#### Supplied material ####

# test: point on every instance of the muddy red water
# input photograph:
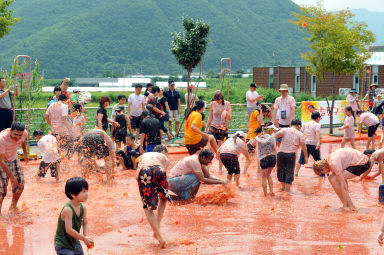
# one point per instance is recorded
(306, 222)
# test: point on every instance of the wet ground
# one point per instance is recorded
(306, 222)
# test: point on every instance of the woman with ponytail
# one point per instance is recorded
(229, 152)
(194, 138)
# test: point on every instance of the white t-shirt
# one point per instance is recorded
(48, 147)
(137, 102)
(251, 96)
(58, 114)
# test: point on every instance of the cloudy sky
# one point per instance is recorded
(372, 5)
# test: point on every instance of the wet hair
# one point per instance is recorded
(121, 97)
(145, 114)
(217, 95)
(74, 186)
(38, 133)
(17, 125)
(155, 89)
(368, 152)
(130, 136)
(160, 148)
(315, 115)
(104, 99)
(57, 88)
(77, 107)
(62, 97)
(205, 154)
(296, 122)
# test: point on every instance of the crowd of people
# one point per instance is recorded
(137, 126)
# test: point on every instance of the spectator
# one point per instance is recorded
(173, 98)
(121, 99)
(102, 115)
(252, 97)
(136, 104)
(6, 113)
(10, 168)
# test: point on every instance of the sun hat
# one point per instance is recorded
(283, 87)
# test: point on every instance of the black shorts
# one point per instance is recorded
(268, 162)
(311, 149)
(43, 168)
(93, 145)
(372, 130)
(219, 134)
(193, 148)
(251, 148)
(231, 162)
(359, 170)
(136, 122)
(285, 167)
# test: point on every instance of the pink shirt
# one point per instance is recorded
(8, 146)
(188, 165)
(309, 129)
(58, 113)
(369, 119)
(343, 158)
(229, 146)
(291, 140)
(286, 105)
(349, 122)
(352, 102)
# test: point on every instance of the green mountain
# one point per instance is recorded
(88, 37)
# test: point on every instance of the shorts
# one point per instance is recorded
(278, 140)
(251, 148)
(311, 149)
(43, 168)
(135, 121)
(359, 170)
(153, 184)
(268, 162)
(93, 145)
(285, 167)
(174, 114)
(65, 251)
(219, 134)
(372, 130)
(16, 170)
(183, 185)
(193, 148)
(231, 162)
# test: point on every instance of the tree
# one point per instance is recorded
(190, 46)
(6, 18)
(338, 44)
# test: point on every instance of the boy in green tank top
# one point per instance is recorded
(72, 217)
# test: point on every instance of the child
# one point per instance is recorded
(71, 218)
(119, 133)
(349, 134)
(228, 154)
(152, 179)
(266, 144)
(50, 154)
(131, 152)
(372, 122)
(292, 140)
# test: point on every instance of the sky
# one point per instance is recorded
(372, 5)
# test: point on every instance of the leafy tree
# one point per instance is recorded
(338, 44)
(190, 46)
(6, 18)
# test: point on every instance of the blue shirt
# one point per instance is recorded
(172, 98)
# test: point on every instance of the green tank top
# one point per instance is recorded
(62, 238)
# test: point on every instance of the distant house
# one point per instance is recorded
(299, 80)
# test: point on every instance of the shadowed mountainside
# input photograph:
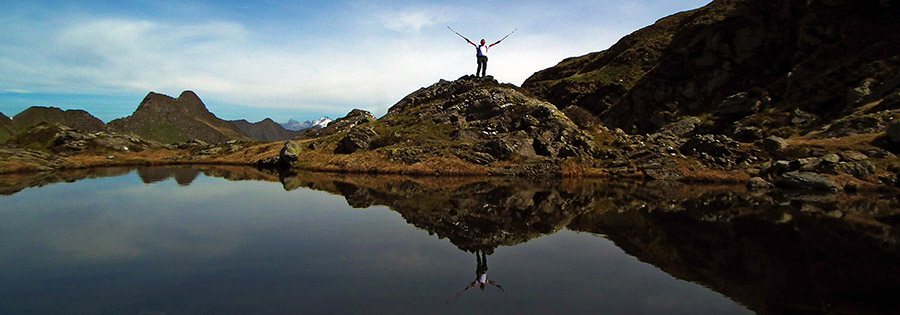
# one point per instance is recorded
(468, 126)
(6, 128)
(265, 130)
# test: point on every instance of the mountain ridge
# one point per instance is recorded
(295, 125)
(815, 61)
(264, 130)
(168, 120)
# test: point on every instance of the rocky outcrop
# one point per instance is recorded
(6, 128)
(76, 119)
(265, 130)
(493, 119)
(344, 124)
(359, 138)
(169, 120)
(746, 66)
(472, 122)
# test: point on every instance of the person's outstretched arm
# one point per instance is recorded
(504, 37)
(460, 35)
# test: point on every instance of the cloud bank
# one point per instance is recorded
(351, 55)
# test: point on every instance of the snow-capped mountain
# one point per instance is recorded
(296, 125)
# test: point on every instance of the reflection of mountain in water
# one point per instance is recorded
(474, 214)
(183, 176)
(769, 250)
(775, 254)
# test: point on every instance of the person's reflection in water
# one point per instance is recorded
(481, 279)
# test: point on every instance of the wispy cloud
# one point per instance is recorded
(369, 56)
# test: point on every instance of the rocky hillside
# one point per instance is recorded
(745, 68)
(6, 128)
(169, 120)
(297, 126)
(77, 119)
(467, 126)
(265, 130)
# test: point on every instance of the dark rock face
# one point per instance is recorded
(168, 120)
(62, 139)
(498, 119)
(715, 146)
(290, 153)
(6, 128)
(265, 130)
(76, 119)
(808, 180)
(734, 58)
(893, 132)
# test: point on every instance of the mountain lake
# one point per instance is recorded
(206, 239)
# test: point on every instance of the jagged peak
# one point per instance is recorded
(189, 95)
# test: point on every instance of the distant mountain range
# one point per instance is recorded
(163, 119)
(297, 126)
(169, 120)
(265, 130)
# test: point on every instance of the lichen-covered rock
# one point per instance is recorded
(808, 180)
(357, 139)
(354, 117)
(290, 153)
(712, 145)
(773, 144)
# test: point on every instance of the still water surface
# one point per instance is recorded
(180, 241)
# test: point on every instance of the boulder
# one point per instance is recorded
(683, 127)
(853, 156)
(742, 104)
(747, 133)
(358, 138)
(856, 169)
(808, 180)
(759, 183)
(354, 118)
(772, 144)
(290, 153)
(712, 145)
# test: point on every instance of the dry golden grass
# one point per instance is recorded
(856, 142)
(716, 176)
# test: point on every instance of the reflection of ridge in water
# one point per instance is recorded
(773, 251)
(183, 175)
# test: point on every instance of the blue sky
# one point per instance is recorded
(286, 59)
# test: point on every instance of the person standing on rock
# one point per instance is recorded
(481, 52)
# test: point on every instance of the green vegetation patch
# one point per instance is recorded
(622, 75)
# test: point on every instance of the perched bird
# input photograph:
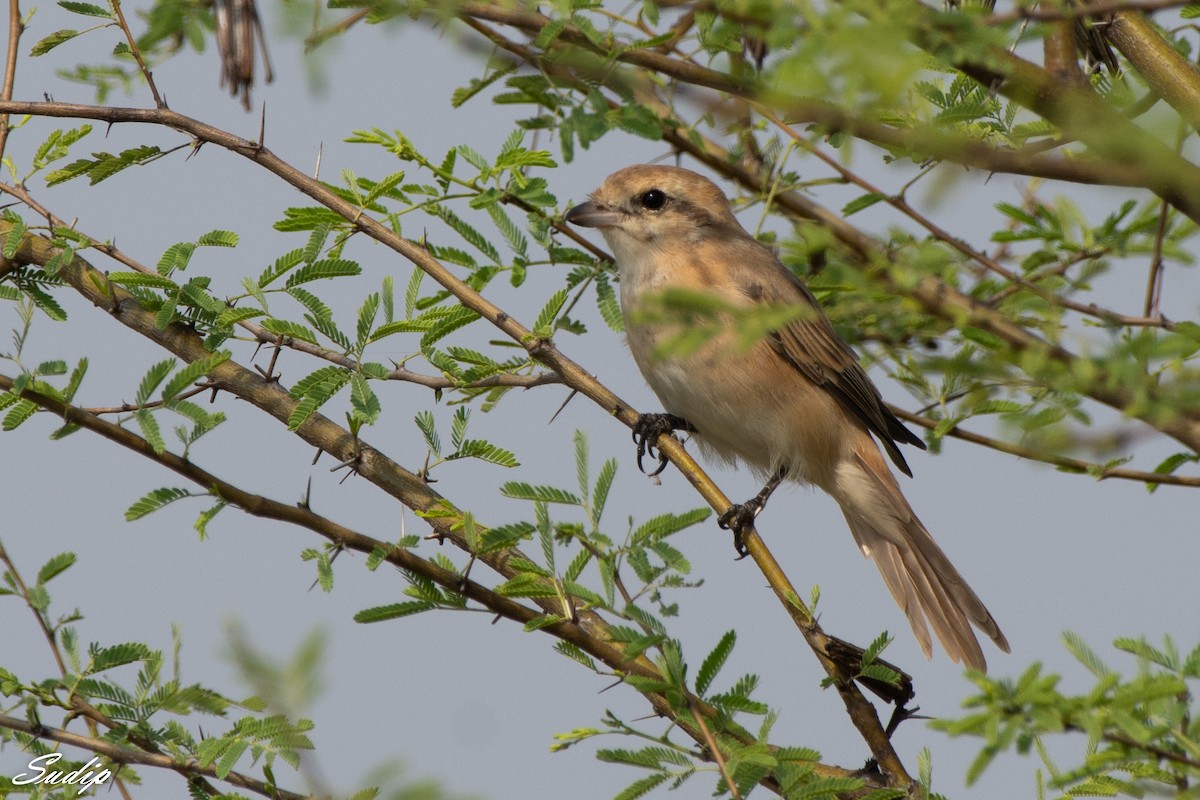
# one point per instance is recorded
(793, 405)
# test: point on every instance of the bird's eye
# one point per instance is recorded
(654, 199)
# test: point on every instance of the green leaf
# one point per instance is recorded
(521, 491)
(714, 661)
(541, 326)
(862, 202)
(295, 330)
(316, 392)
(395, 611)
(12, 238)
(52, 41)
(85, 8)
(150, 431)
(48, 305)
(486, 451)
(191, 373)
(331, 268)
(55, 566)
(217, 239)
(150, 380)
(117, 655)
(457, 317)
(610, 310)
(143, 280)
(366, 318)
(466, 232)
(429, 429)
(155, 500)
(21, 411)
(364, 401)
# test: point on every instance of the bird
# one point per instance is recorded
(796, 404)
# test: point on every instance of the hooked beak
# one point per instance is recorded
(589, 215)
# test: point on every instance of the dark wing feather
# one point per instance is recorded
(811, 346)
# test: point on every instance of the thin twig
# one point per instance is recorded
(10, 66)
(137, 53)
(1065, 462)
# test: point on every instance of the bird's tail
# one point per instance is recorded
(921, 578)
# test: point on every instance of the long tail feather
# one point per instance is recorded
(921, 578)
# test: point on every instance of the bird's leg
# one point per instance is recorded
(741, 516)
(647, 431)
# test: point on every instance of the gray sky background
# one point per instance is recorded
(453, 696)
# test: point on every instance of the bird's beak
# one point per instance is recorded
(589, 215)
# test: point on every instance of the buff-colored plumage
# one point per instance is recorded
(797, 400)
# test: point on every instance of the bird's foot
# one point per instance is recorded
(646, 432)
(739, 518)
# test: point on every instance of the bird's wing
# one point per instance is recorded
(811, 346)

####

The entries above need to be output again in full, exactly, and without pictures.

### Answer to the exercise
# test: point on every instance of the muddy red water
# input photograph:
# one point per instance is recorded
(306, 222)
# test: point on every instance of the wet ground
# one point per instance is recorded
(306, 222)
# test: point on every instance of the woman with ponytail
# one point per instance is recorded
(229, 152)
(194, 138)
# test: point on every instance of the white t-shirt
# one point per instance is recorded
(48, 147)
(137, 102)
(251, 96)
(58, 114)
# test: point on every instance of the cloudy sky
# one point per instance is recorded
(372, 5)
# test: point on every instance of the wet hair
# one point per instance is recorded
(121, 97)
(145, 114)
(217, 95)
(74, 186)
(38, 133)
(17, 125)
(155, 89)
(368, 152)
(130, 136)
(160, 148)
(315, 115)
(104, 99)
(57, 88)
(77, 107)
(62, 97)
(205, 154)
(296, 122)
# test: point on every instance of the crowd of people
# one point per instance is recorded
(137, 126)
# test: point on every instance of the spectator
# one point per instance is recorded
(173, 98)
(121, 99)
(102, 115)
(252, 97)
(136, 104)
(6, 113)
(10, 168)
# test: point on every instance of the sun hat
# one point per instance is recorded
(283, 87)
# test: point on every instance of the black shorts
# one point per instance is recorded
(268, 162)
(311, 149)
(43, 168)
(93, 145)
(372, 130)
(219, 134)
(193, 148)
(251, 148)
(231, 162)
(359, 170)
(136, 122)
(285, 167)
# test: point on every instance of the pink shirt
# one point per instance is recorded
(8, 146)
(188, 165)
(309, 129)
(58, 113)
(369, 119)
(343, 158)
(229, 146)
(291, 140)
(286, 105)
(349, 122)
(352, 102)
# test: point on every instance of the green mountain
# one point per instance is recorded
(88, 37)
# test: point on every instance of the shorts
# one point per instance is recorded
(278, 140)
(251, 148)
(311, 149)
(43, 168)
(135, 121)
(359, 170)
(153, 184)
(268, 162)
(93, 145)
(285, 167)
(174, 114)
(65, 251)
(219, 134)
(372, 130)
(16, 170)
(183, 185)
(193, 148)
(231, 162)
# test: point on every instance of the tree
# one point per instance is recorded
(190, 46)
(6, 18)
(338, 44)
# test: point on every instance of the boy in green tank top
# one point per instance is recorded
(72, 217)
# test: point on every instance of the child
# one point per instance is recorded
(71, 218)
(119, 133)
(349, 134)
(228, 154)
(152, 179)
(266, 144)
(50, 154)
(131, 152)
(372, 122)
(292, 140)
# test: point on every instance of the sky
# one point per instance is recorded
(372, 5)
# test: point on every instance of the leafy tree
# one point per instance is recorded
(338, 44)
(190, 46)
(6, 18)
# test: point on every instance of the blue shirt
# one point per instance is recorded
(172, 98)
# test: point on every instance of the green tank top
# one point per instance is recorded
(62, 238)
# test: point on every instance of the distant house
# one point per instance is recorded
(299, 80)
# test: point on every instance of the shadowed mountainside
# input photograph:
# one point per instance is recorded
(468, 126)
(6, 128)
(265, 130)
# test: point on every instance of the mountain ridge
# one point per instance is recorded
(295, 125)
(815, 61)
(264, 130)
(168, 120)
# test: point on every instance of the rocky outcrop
# one point per instance is recorded
(6, 128)
(76, 119)
(265, 130)
(493, 119)
(344, 124)
(359, 138)
(169, 120)
(746, 66)
(472, 122)
# test: point on every instance of the person's outstretched arm
# one point per instance is recorded
(504, 37)
(460, 35)
# test: point on every instance of the cloud bank
# one point per instance is recorded
(351, 55)
# test: point on every instance of the snow-capped mountain
# one point per instance is recorded
(296, 125)
# test: point on every instance of the reflection of mountain in water
# one point per instance is recorded
(474, 214)
(183, 176)
(769, 250)
(775, 254)
# test: point on every instance of the person's reflection in water
# one point per instance is recorded
(481, 279)
# test: point on every instance of the wispy cloud
# one point per instance is recorded
(369, 56)
# test: point on every instance of the rocky hillside
# one point per instance is recorded
(745, 68)
(6, 128)
(169, 120)
(297, 126)
(77, 119)
(467, 126)
(265, 130)
# test: point on every instance of the dark rock face
# one point per instance is recorded
(168, 120)
(62, 139)
(498, 119)
(715, 146)
(290, 153)
(6, 128)
(265, 130)
(76, 119)
(808, 180)
(734, 58)
(893, 132)
# test: point on every instance of the mountain lake
# one point per instance is recorded
(206, 239)
# test: point on every instance of the jagged peak
# one point per instance is recorded
(189, 95)
# test: point on every instance of the distant mountain range
# one point per instance is recorded
(163, 119)
(297, 126)
(169, 120)
(265, 130)
# test: point on every instance of the lichen-covered rock
# one point per instance is recorded
(808, 180)
(357, 139)
(354, 117)
(290, 153)
(712, 145)
(773, 144)
# test: point on every instance of the still water surface
# one point per instance is recorded
(180, 241)
# test: point on every instance of the boulder
# one point per instance is recorded
(683, 127)
(853, 156)
(742, 104)
(747, 133)
(358, 138)
(856, 169)
(808, 180)
(759, 183)
(354, 118)
(772, 144)
(290, 153)
(712, 145)
# test: point on every instance of the dry golden grass
# one point per instance is recorded
(856, 142)
(716, 176)
# test: point on every instance of the reflection of ridge in water
# one point per instance is recorded
(773, 251)
(183, 175)
# test: point on every instance of the blue sky
# one point per instance is recorded
(286, 59)
# test: point on every instance of the person standing on rock
# one point per instance is recorded
(481, 52)
# test: point on every instance of the green vegetation patch
# one point per instance is recorded
(622, 75)
# test: point on every instance of the perched bird
# input photograph:
# one point per instance is recorded
(793, 405)
# test: point on every instance of the bird's eye
# one point per instance is recorded
(654, 199)
# test: point on every instance of the green leaf
# one point per instance is recorded
(521, 491)
(714, 661)
(541, 326)
(862, 202)
(295, 330)
(316, 392)
(395, 611)
(12, 238)
(52, 41)
(85, 8)
(150, 431)
(48, 305)
(486, 451)
(191, 373)
(331, 268)
(55, 566)
(217, 239)
(150, 380)
(117, 655)
(457, 317)
(610, 310)
(143, 280)
(366, 318)
(466, 232)
(429, 429)
(155, 500)
(21, 411)
(364, 401)
# test: point on every instance of the bird
# one point per instance is recorded
(796, 404)
# test: point on every instance of the hooked beak
# one point per instance is recorded
(589, 215)
# test: point on every instance of the dark wing feather
# one point per instance is recorded
(811, 346)
# test: point on every instance of the thin twig
# one point per instance is recorded
(10, 66)
(137, 53)
(1065, 462)
# test: point on every instance of the bird's tail
# one point per instance is recorded
(921, 578)
# test: point on every instance of the long tail feather
# one point per instance is recorded
(921, 578)
# test: point on every instance of the bird's leg
# one point per instance is recorded
(741, 516)
(647, 431)
# test: point on every instance of the gray sky background
# one point per instance is recorded
(453, 696)
# test: point on every instance of the bird's beak
# one point per instance is recorded
(589, 215)
# test: point on every instance of the buff-colored plumage
# one point per instance is recorded
(797, 400)
# test: point on every instance of the bird's foot
# one point per instance is recorded
(646, 432)
(739, 518)
# test: point on every instance of the bird's wing
# one point per instance is recorded
(811, 346)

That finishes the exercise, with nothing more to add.